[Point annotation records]
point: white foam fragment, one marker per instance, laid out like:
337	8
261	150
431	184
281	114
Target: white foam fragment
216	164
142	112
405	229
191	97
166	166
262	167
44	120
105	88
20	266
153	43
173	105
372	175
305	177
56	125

» EXERCISE DESCRIPTION: Return the entries in full, keeping every line exactly as it is.

» TASK OUTPUT:
point: white foam fragment, one marker per instance, laid out like:
337	8
261	150
431	184
281	114
Target: white foam fragment
216	164
142	112
405	229
191	97
166	166
262	167
44	120
105	88
20	266
153	43
173	105
372	175
305	177
56	125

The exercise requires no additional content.